> _DOCUMENT SEGMENT_:
Classification, Clustering and Training/Test Set Selection using PCA

Principal Component Analysis, PCA, plays a central role for the image processing in Evince. For images, PCA will reduce a hyperspectral image cube with a large number of channels/bands into a smaller data cube with a much smaller number of channels. The number of new channels are equal to the number of calculated of calculated principal components. By default, three principal components are added to a PCA model created from image data. More components can be added from the data tree menu for models.

PCA provides the following functionality:
- Data reduction (compression)
- Spectral/chemical analysis of loadings
- Image Classification and segmentation
- Identification of clusters
- Training/test set selection

A typical PCA workflow can be the following for image data. It is assumed that a hyperspectral data has been imported and a PCA model has been created.

 

1. Analysis of loadings, P, can be done by dragging the model onto the plot area and then select "Loading line". This will create a "Loading Line Plot" from the loadings of the calculated model. The loading line plot will give valuable chemical (and physical) information about the calculated components. The loadings will also give a hint when higher PCA components contain mostly noise. These components may add very little to the model and can be discarded.
2. Dragging the score matrix, T, to the plot area can both create a Contour 2D/RGB image plot or a Scatter Density 2D plot. These plots are analyzed together. The Scatter 2D density plot reveals clusters of pixels/observations with similar spectral properties. Selecting pixels in this plot will select the corresponding pixels in the Contour 2D/RGB image plot and vice versa. Use the freehand selection tool found in the plot toolbar and make a selection in the plot.

> _RAW DATA_:
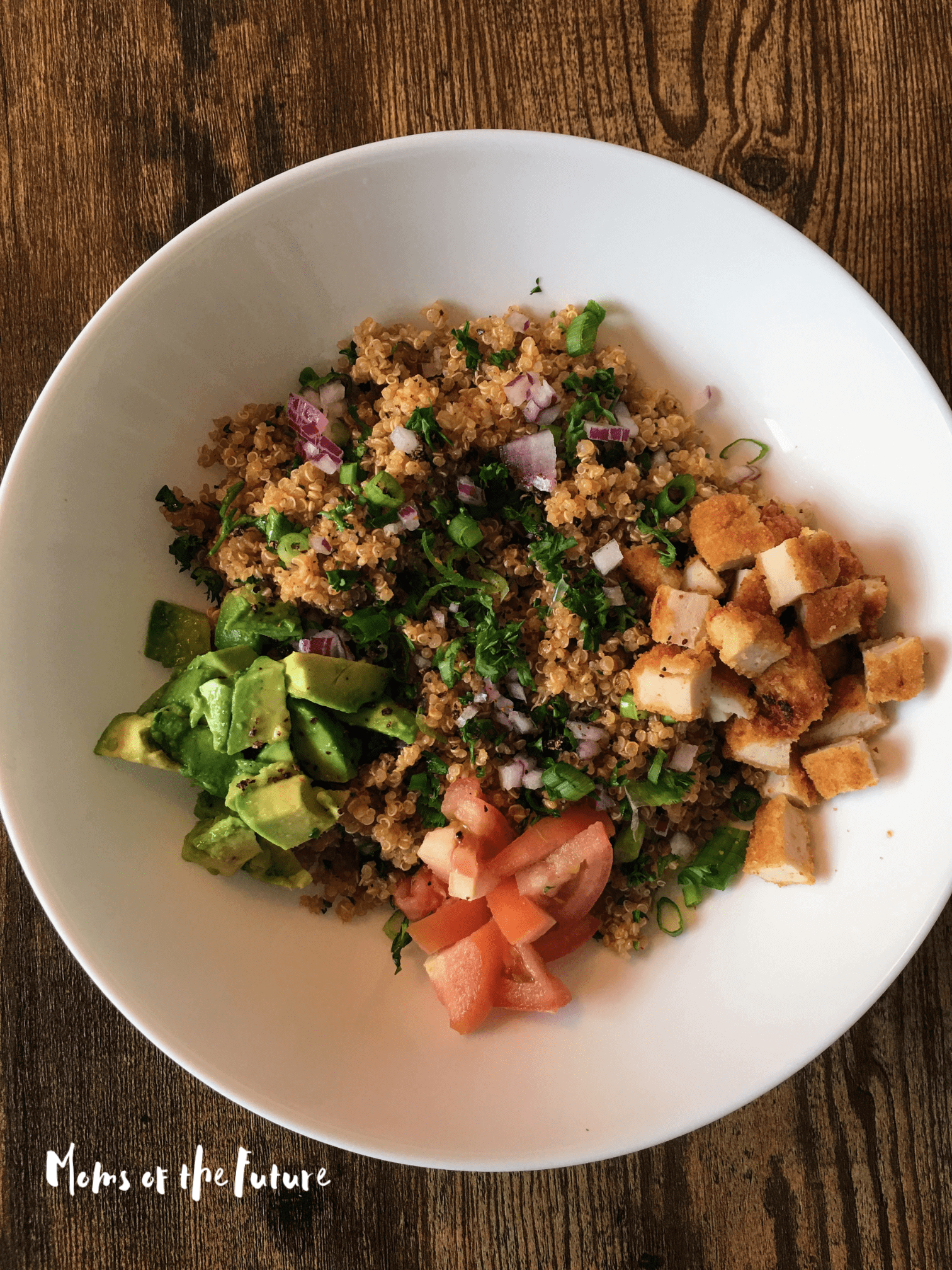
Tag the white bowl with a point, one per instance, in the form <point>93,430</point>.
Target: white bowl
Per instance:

> _JOBS_:
**1.** Answer these questions using the PCA text:
(a) How many principal components are added by default to a PCA model created from image data?
(b) What plot is created when the model is dragged onto the plot area and "Loading line" is selected?
(c) Which tool should be used to make a selection in the Scatter Density 2D plot?
**2.** Continue the text on the PCA workflow in Evince, starting after its final sentence.

> _THE RESULTS_:
**1.**
(a) Three.
(b) A "Loading Line Plot".
(c) The freehand selection tool, found in the plot toolbar.

**2.**
3. The created Contour 2D plot will show a representation of the original image where each pixel is colored according its score value in the plotted component. The selection made in the Scatter 2D density plot is here shown in red. It is possible to change the color of the selection in the plot properties of the plot menu.
4. The RGB image is a representation of the original image where each pixel is colored according to three score values at the same time. Using the various selection tools in the plot toolbar, this plot can be used for excluding observations from the training set or to set observations. For example, use the rectangle selection tool for selecting pixels in the plot. Right-click on the plot and choose exclude from the plot menu. When deselected, the excluded pixels will be greyed out.
5. Select "Apply changes" from the plot menu. The RGB image will be updated without the excluded pixels.

6. Alternatively, the selected pixels in the previous step could have been set to a test set. Right-click on the "Train/test" column of the DataSet table. The test set can be used for validation when for example classifying the image content with PLS-DA.